◆ **Exercise instructions**: Reproduce every one of the data entries below verbatim, without any alteration.

Data entries:
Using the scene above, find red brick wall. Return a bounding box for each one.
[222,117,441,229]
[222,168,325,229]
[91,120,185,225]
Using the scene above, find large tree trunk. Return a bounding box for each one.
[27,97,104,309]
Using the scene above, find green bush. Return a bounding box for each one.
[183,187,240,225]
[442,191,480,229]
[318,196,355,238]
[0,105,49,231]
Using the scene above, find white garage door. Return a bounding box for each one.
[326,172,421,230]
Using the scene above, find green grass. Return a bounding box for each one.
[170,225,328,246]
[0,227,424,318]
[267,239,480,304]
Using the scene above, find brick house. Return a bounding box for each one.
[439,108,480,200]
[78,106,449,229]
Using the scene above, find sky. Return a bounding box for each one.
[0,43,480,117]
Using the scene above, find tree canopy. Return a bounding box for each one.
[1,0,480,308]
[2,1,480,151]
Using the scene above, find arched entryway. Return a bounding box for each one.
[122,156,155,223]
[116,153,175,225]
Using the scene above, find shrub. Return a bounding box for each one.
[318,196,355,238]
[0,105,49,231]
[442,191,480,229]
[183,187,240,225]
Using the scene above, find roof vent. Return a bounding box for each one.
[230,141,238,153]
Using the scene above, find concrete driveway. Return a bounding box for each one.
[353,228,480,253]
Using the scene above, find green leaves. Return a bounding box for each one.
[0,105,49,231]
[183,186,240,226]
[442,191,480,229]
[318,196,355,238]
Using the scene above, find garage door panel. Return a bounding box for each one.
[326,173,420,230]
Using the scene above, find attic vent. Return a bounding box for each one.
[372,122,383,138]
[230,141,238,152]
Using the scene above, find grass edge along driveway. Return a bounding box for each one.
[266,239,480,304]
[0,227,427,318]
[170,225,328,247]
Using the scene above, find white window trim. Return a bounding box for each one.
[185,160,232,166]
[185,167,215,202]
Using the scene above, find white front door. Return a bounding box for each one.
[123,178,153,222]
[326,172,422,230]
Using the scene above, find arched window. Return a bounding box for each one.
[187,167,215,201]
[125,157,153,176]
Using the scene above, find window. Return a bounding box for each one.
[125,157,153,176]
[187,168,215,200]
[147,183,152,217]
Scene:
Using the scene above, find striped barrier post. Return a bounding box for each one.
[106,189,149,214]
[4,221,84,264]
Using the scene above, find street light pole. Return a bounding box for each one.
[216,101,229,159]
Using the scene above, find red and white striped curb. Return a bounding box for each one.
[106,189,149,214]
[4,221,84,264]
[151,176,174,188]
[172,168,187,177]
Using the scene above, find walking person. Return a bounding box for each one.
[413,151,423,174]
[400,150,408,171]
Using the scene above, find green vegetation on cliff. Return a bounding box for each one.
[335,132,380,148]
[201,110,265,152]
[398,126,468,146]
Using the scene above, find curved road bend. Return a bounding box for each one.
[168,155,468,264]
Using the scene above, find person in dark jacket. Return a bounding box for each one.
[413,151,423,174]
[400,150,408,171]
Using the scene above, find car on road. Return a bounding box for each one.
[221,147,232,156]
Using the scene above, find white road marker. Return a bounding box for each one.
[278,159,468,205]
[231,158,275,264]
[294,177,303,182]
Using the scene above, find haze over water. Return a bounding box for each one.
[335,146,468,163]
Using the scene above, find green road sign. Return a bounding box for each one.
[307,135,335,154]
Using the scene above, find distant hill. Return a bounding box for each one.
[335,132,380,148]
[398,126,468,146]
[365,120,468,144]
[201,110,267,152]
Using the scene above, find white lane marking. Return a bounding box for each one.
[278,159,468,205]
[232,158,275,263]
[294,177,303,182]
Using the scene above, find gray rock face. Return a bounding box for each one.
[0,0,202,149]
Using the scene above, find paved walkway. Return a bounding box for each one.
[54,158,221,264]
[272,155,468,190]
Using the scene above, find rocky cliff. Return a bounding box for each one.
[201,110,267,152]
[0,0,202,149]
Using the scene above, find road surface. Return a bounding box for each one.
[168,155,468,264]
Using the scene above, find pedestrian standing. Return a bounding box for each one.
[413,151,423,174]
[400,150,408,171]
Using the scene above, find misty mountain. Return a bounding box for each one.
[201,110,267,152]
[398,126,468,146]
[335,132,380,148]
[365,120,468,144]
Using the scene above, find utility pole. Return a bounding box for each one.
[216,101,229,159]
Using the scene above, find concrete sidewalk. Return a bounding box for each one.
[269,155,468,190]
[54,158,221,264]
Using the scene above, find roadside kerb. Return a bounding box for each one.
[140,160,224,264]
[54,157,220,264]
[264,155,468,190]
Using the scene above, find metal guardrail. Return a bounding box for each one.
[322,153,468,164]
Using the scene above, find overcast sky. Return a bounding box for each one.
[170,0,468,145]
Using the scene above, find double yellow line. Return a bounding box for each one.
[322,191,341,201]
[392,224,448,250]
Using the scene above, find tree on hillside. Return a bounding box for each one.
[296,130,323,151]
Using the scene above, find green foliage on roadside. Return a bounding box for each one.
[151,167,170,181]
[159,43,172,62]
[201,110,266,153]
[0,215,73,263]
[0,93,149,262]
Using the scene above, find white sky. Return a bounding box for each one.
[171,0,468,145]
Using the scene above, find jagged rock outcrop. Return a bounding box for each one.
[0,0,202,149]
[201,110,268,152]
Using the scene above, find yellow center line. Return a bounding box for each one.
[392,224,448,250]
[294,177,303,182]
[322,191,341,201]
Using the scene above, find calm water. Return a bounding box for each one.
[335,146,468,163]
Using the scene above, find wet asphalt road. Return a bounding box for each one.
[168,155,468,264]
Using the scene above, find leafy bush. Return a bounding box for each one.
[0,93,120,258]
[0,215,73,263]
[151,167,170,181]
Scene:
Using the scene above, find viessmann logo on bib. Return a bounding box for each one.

◆ **Answer below**:
Using the scene above, find red brick wall. Return a bounding box for each one.
[222,117,441,229]
[222,168,325,229]
[91,120,185,225]
Using the scene above, find large tree trunk. Return a bounding box for each one.
[27,97,104,309]
Using the scene above, find green bush. Return a bounding box for each one.
[183,187,240,225]
[442,191,480,229]
[318,196,355,238]
[0,105,49,231]
Using the scene above, find white garage door. Return a bounding box for each one.
[326,172,421,230]
Using the scene above, find green grass. Return a bounding box for each one.
[170,225,328,246]
[0,227,424,318]
[267,239,480,304]
Using the scene above, find brick house. Return a bounding box for each one.
[439,108,480,200]
[78,106,449,229]
Using the scene above, find sky. Return a bounding box for each one.
[0,43,480,117]
Using the scene above, find tree canopy. Return a bounding box for each one.
[1,0,480,308]
[2,1,480,151]
Using the scene above, find arched entryway. Return a bounding box for each one.
[122,156,155,223]
[116,153,175,225]
Using the scene above, find shrub. Return a bounding box for each one.
[318,196,355,238]
[0,105,49,231]
[442,191,480,229]
[183,187,240,225]
Using the scene above, find roof vent. Return a bounding box for each one.
[230,141,238,153]
Using the scene above, find concrete driveway. Return a bounding box for each one.
[353,228,480,253]
Using the scene above, find green leaves. Return a bounding box for each one.
[0,105,49,231]
[183,186,240,226]
[442,191,480,229]
[318,196,355,238]
Using the scene above, find garage door panel. Return a bounding box for each one.
[326,173,420,230]
Using the scene above, find attic vent. Return a bounding box for each one.
[372,122,383,138]
[230,141,238,152]
Using the scene above, find grass edge along driveway. Return a bounding box for each one.
[266,239,480,304]
[0,227,427,318]
[170,225,328,247]
Using the scene above, find white window trim. Return a bounding box for each one.
[185,160,232,166]
[185,167,215,202]
Using the scene above, find white front door. Return a bounding box for each one.
[123,178,153,222]
[326,172,422,230]
Using the scene above, find arched window. Return a bounding box for each one.
[187,167,215,201]
[125,157,153,176]
Using the scene above, find window. Return a bounding box for each one.
[125,157,153,176]
[187,168,215,200]
[147,183,152,217]
Scene:
Using the scene above, find striped barrier post. Return a bounding box for each one.
[106,189,149,214]
[4,221,84,264]
Using the scene above, find street light pole. Return a bounding box for each one.
[216,101,229,159]
Using the scene above, find red and white striped curb. Return a bounding box for each one.
[106,189,149,214]
[4,221,84,264]
[151,176,174,188]
[172,168,187,177]
Using the scene above, find walking person. Return a bounding box for each one.
[413,151,423,174]
[400,150,408,171]
Using the scene above, find green vegetation on cliff. Return a bounding box for each one.
[335,132,380,148]
[201,110,265,152]
[398,126,468,146]
Using the scene above, find curved road bend. Return a bounding box for each one.
[168,155,468,264]
Using the scene above, find person in dark jacket. Return a bounding box for each one.
[413,151,423,174]
[400,150,408,171]
Using the scene above, find car on road. Return a bounding box for each one.
[221,147,232,156]
Using the scene above, find white road marker. Return a bounding box for each one.
[278,159,468,205]
[231,158,275,264]
[294,177,303,182]
Using the scene above, find haze over water. Return a bounding box for each one.
[335,146,468,163]
Using the scene above, find green road sign. Return a bounding box for each one.
[307,135,335,154]
Using the scene above, find distant hill. Return a bounding box for each one.
[335,132,380,148]
[398,126,468,146]
[365,120,468,144]
[201,110,267,152]
Using the scene above, find white lane marking. Return a bounding box for each one.
[278,159,468,205]
[232,158,275,263]
[294,177,303,182]
Using the scene above, find gray rock face. Return a bounding box for each one.
[0,0,202,149]
Using the scene above, find paved walkway. Return a bounding box for each one.
[54,158,221,264]
[272,155,468,190]
Using the scene above, find rocky cliff. Return a bounding box for each one.
[201,110,267,152]
[0,0,202,149]
Using the scene above, find road surface. Return a bounding box for each one.
[168,155,468,264]
Using the scene above, find pedestrian standing. Return a bounding box for each one.
[413,151,423,174]
[400,150,408,171]
Using the scene above, find misty mountain. Return a bounding box for each one.
[201,110,267,152]
[398,126,468,146]
[335,132,380,148]
[365,120,468,144]
Using the scene above, find utility pole. Return a bounding box for each one.
[216,101,229,159]
Using the scene above, find concrete sidewalk. Return a bounding box for each one.
[269,155,468,190]
[54,158,221,264]
Using the scene above, find roadside kerb. Return a bounding box for each one.
[140,160,224,264]
[54,157,220,264]
[264,155,468,190]
Using the scene above, find metal guardrail. Return a bounding box for each one.
[322,153,468,164]
Using the scene above, find overcast sky. Return a bounding box for each one.
[170,0,468,145]
Using the scene above, find double yellow line. Return a bounding box for each one.
[322,191,341,201]
[392,224,448,250]
Using the scene above, find tree on hillside. Return a bounding box for each one.
[296,130,323,151]
Using the scene above, find green foliage on roadside. Return a bounding box for each one.
[151,167,170,181]
[159,43,172,62]
[201,110,266,153]
[0,215,73,263]
[0,93,149,262]
Using the scene above, find white sky. Return a bounding box for each one.
[171,0,468,145]
Using the scene above, find jagged rock outcrop. Return a bounding box for each one.
[0,0,202,149]
[201,110,268,152]
Using the scene above, find yellow center line. Return a bounding box for each one.
[392,224,448,250]
[294,177,303,182]
[322,191,341,201]
Using the scene above, find calm water. Return a bounding box for each one.
[335,146,468,163]
Using the scene above, find wet asphalt road. Return a bounding box for each one.
[168,155,468,264]
Using the scene above, find leafy bush. Return a bounding box for each one.
[0,93,120,258]
[0,215,73,263]
[151,167,170,181]
Scene:
Using the scene above, find viessmann logo on bib. Return a bounding box for each one.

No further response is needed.